*** Opening EXERCISE INPUTS ***

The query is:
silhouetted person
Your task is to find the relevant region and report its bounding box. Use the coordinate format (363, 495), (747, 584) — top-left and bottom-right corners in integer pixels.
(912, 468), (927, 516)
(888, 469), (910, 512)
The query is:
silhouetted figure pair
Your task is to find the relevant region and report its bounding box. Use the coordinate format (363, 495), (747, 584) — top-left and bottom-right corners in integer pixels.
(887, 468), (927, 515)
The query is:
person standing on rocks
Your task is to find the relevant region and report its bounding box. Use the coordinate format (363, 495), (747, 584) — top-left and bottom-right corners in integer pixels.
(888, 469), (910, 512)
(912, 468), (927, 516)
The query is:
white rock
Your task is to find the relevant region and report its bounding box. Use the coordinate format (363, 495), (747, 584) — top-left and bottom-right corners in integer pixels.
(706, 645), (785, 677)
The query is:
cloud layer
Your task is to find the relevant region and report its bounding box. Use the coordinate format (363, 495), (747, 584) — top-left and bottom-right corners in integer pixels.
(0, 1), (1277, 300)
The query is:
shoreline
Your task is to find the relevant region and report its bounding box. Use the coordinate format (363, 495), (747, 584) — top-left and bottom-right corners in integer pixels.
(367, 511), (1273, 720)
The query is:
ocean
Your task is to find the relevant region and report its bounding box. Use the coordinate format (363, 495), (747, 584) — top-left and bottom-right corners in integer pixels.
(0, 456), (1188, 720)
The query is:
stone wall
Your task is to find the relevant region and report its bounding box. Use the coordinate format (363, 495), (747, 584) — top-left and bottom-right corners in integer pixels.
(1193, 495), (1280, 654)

*** Closing EXERCISE INPUTS ***
*** Opening EXERCISE INPUTS ***

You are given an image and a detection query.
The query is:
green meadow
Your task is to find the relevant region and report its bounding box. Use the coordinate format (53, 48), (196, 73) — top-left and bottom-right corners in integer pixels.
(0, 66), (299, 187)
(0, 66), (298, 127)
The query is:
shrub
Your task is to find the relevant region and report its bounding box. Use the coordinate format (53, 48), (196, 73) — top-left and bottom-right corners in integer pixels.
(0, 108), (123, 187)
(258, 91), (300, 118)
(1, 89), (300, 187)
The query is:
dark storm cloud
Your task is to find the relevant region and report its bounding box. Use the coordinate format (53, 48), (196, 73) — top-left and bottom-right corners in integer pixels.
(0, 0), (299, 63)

*** Closing EXERCISE INPUTS ***

Wherever a line in the data above contains the word "person", copy that line.

silhouetted person
person standing on rocks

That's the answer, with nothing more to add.